# Find the orthogonal projection of a vector

• Dec 17th 2011, 11:29 AM
cristi92
Find the orthogonal projection of a vector
Find the orthogonal projection of $\displaystyle \vec{v}$ on the $\displaystyle span[\vec{v_{1}},\vec{v_{2}},\vec{v_{3}}]$

$\displaystyle \vec{v}=(6,3,9,6) , \vec{v_{1}}=(2,1,1,1) , \vec{v_{2}}=(1,0,1,1) , \vec{v_{3}}=(-2,-1,0,-1) ;$

$\displaystyle \vec{v},\vec{v_{1}},\vec{v_{2}},\vec{v_{3}} \in \mathbb{R}^{4} .$

Can you please tell me how to do this?
• Dec 17th 2011, 11:58 AM
FernandoRevilla
Re: Find the orthogonal projection of a vector
One way: find an orthonormal basis $\displaystyle \{e_1,e_2,e_3\}$ of $\displaystyle \textrm{Span}[v_1,v_2,v_3]$ . The solution is $\displaystyle p=<v,e_1>e_1+<v,e_2>e_2+<v,e_3>e_3$ .

* [RECORDED DATA]:
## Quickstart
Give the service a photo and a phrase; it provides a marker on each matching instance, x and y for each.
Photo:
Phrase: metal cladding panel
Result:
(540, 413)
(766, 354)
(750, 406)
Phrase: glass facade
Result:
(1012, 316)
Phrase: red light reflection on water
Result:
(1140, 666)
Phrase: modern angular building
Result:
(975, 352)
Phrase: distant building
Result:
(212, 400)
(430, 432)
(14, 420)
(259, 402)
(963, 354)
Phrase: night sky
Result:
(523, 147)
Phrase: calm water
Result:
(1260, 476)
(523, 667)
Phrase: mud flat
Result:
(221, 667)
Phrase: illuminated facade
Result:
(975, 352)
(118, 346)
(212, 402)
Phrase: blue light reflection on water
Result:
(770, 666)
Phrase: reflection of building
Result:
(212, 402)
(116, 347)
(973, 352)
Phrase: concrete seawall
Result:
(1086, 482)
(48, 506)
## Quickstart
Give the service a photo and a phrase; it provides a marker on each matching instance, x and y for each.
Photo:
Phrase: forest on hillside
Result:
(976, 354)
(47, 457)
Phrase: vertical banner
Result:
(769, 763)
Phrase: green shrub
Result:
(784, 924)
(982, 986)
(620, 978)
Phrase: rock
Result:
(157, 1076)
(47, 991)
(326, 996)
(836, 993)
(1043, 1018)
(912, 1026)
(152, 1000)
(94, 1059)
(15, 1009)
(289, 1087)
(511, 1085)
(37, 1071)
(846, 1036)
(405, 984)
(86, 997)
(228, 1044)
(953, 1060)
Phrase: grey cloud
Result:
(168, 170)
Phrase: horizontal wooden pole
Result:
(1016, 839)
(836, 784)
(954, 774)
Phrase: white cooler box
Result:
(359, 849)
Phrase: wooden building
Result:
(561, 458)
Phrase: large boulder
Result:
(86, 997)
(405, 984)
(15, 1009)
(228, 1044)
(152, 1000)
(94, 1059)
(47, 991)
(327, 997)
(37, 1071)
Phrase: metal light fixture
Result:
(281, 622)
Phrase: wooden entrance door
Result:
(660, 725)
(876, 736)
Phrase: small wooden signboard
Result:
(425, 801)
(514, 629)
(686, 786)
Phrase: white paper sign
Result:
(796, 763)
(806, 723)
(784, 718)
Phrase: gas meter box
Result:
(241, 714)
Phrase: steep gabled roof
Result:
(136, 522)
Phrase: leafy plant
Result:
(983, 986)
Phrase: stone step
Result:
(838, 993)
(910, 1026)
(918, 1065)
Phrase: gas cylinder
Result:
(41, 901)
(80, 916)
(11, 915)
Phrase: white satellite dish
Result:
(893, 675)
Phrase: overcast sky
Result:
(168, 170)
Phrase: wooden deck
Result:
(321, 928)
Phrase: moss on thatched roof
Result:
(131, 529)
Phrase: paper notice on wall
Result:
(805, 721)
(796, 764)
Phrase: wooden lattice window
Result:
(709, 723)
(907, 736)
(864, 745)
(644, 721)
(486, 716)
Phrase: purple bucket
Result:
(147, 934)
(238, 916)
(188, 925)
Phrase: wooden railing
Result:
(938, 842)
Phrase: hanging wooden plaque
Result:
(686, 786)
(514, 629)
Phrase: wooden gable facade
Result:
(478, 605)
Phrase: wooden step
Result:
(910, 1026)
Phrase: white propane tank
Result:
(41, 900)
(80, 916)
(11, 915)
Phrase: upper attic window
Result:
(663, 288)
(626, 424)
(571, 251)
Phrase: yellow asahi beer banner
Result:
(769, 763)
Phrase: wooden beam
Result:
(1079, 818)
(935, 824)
--
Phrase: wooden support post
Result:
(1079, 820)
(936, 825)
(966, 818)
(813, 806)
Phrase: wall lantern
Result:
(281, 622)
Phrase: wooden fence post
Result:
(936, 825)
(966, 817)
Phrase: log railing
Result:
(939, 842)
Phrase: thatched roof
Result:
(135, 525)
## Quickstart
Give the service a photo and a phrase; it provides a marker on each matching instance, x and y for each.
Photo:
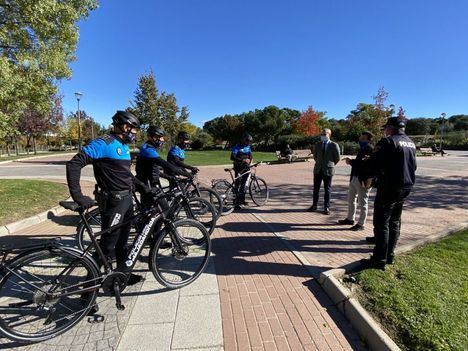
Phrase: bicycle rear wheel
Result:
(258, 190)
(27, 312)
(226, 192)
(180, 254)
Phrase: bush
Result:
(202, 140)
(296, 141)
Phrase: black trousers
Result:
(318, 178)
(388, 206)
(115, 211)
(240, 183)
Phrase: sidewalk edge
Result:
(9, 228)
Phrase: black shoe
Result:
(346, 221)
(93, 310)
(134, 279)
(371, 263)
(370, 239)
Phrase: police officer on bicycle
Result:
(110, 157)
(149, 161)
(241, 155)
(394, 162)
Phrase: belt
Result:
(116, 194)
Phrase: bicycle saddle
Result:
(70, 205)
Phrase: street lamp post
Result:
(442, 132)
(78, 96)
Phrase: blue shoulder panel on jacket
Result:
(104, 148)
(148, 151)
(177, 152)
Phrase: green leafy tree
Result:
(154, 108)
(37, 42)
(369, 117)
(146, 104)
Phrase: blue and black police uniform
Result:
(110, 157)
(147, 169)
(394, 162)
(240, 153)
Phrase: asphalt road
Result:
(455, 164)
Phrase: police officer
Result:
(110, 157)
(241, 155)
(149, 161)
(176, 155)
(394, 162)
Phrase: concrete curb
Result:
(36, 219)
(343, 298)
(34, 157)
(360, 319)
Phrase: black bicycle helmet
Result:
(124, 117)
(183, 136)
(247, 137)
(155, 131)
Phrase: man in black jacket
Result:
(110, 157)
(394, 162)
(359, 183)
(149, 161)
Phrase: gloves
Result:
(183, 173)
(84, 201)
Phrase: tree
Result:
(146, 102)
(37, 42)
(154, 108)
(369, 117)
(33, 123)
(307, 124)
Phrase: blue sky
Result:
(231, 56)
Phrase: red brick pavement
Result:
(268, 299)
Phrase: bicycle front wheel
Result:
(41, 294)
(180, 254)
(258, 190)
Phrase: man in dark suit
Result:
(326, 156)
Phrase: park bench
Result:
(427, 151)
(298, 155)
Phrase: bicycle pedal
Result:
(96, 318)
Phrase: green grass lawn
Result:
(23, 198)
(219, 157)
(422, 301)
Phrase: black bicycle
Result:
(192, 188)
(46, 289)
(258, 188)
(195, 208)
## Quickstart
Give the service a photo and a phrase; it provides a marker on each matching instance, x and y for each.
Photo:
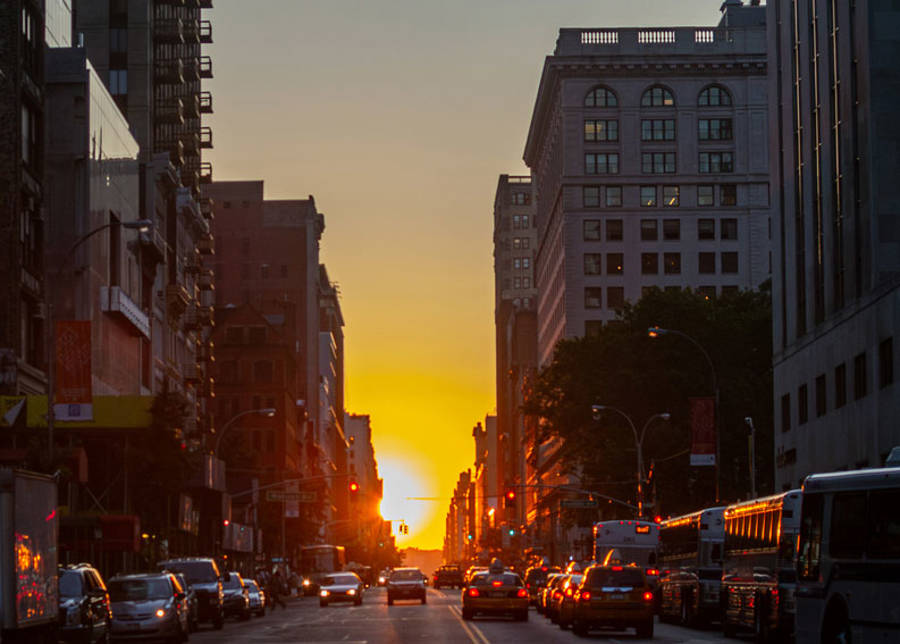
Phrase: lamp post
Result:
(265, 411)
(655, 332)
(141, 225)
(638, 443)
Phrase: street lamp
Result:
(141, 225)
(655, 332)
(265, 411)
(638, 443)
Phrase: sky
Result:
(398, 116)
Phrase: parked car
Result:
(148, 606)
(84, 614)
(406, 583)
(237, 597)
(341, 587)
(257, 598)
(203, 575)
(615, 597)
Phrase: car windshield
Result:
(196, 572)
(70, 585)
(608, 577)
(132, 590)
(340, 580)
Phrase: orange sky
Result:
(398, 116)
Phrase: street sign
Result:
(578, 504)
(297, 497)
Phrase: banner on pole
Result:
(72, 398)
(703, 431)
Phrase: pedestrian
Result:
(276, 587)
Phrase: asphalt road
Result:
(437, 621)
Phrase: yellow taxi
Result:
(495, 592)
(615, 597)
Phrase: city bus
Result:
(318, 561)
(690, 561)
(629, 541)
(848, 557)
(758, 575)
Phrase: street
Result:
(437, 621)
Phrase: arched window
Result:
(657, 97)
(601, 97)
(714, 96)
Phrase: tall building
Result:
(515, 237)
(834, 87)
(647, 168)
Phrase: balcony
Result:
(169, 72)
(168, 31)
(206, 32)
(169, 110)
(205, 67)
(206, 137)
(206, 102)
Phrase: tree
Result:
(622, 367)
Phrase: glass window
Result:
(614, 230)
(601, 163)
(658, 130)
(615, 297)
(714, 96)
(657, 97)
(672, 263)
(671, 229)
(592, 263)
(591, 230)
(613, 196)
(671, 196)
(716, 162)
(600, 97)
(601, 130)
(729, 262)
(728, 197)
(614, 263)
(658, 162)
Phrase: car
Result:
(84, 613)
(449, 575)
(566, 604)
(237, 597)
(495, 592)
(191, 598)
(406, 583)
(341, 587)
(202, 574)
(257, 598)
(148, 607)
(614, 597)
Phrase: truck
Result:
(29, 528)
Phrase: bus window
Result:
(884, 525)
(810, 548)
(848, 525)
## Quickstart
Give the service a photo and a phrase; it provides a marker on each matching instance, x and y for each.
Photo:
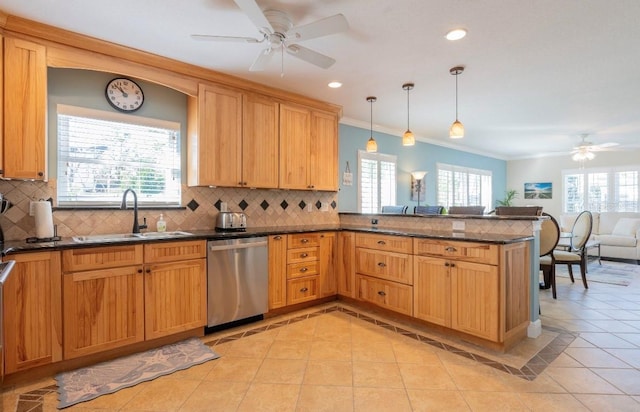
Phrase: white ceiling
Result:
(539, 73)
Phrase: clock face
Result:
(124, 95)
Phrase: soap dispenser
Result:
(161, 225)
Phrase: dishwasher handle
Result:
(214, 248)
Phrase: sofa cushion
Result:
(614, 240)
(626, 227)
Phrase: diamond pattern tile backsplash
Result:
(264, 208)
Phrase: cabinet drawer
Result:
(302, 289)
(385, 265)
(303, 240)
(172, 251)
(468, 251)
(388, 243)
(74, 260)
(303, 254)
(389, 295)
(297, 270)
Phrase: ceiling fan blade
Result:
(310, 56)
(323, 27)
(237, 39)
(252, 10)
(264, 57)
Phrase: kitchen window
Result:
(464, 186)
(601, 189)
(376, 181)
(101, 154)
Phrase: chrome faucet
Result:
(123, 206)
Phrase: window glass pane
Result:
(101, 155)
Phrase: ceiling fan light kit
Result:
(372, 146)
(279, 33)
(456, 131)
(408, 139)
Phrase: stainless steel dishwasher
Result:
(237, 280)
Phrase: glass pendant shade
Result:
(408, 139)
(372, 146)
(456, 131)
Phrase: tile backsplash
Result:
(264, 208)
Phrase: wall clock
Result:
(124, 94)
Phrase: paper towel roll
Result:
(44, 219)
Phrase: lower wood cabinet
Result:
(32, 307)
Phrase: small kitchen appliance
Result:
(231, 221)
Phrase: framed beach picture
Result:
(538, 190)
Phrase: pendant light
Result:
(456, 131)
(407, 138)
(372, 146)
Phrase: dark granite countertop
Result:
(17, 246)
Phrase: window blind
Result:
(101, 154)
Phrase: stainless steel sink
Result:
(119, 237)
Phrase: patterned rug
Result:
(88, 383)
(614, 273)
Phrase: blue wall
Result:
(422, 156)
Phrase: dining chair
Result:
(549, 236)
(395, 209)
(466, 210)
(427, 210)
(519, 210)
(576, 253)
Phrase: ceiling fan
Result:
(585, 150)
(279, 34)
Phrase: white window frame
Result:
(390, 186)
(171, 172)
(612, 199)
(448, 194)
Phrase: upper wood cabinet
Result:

* [TASK LIST]:
1. Answer these questions about the forum thread on orthogonal projection, one per line:
(a) What components does the thread give for the vector v?
(b) In what space do the four vectors lie?
(c) What kind of basis of the span does the reply suggest finding?
2. Continue the forum thread on orthogonal projection, starting after its last sentence.

* [FINAL ANSWERS]:
1.
(a) (6, 3, 9, 6)
(b) R^4
(c) An orthonormal basis {e1, e2, e3}

2.
• Dec 17th 2011, 12:17 PM
ILikeSerena
Re: Find the orthogonal projection of a vector
Another way: find a vector $\displaystyle \vec w$ perpendicular to each of $\displaystyle \vec v_1, \vec v_2, \vec v_3$.

The solution is $\displaystyle \vec p = \vec v - {\langle \vec v,\vec w \rangle \vec w \over \langle \vec w,\vec w \rangle}$.
• Dec 17th 2011, 12:46 PM
cristi92
Re: Find the orthogonal projection of a vector
Thank you!